→ **REQUIRED ACTIONS**:
1. Please list every court case the labor law passage names.
2. Carry on the labor law passage from its final sentence.

→ **SUPPLIED TEXT**:
Further examples include: Bell Aerospace, which barred managerial employees the right to organize and bargain collectively; NLRB v USW, which guarantees the employer the right to engage in election campaign propaganda; Lechmere, Inc v. NLRB, which bars union organizers access to employer property and thus, striping unions of a fundamental organizing tool. And the list goes on and on. Effectively, reading case history is like reading the slow unraveling of every right that the Wagner Act was supposed to have enshrined. And to make matters worse, while this was going on through the judiciary, the legislator also passed a bill to further restrict organizational protection and bargaining rights.
The Taft-Hartley Act was passed to much cheering and adulation by the business community. It further stripped employees of organizing and bargaining tools. There were now restrictions for boycotts, picketing and an end to closed shops. The Act rectified business worry of the Wagner act being too pro-labor by now providing some ‘neutrality.’ Section 8 included provisions whereby the union could be held to unfair labor practices which was, in effect, a reemergence of the injunction statutes that had been struck down by the Norris-LaGuardia Act. So, as the judiciary was interpreting the Wagner Act in accordance with sacred property rights, the legislature was also taking the offensive by passing laws to reduce the efficacy of organized labor.
Another development that took place was the emergence of labor arbitration. Industrial disputes would no longer be resolved through economic warfare, but by independent arbiters that would issue binding orders. A typical feature of this would be the addition of “no strike” clauses in collective bargaining agreements. This is a further way in which labor was herded into a legal framework, acting as a ‘pressure valve’, to transform organized labor into an institution overseen by bureaucrats. Further distancing of the rank and file, and a lack of class consciousness are a direct result.

→ **GIVEN INFORMATION**:

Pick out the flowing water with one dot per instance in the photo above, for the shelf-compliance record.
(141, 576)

→ **RESULTS**:
1. Bell Aerospace; NLRB v USW; Lechmere, Inc v. NLRB

2.
By passing reformist measures during the New Deal Era to protect labor, the government was capturing the power of organized labor and placing it into a legal and contractual framework. There were two options available that are just as relevant today. Labor could have used these protections as springboards to further reform the economic and political institutions, or capital could use the legal and political institutions to roll back labor rights, now that much of its power had been consolidated into these very institutions. As history shows, the latter, unfortunately, was the case.
“An All-Out Class War”
Even though the legislator and courts stripped much of the Wagner Act of its original purpose, up until the 1970’s, employers still cooperated with unions to an extent and accepted the fact of unionized labor, albeit an organized labor that was constrained by arbitration and their own bureaucratic unions. But, a sea change occurred with the presidency of Ronald Reagan, reaching its penultimate moment with the PATCO strike. As background, federal and state employees were held to a different standard than private employees under the labor law. They had even less bargaining power because they didn’t have the right to strike. So, when the air traffic controllers went on strike in the seventies, rather then try to mediate the situation, the federal government simply hired scabs to come in and displace the workers. This sent a clear message to the business community: no longer will labor law be enforced. Very, quickly, huge numbers of illegal firings began to take place and the NLRB, with its already diluted enforcement powers, and starved of federal funds, refused to prosecute the majority. While the judiciary had been protecting the rights of capital for decades, now the executive branch was taking measures to do the same. Companies, taking their cue, began to use any many methods as they could to rid the unions of the power that they had gained in the decades before. ‘Dual breasted operations’ became commonplace, relying more on contingent and undocumented laborers to undercut the unions. But what came next would be the death nil for labor.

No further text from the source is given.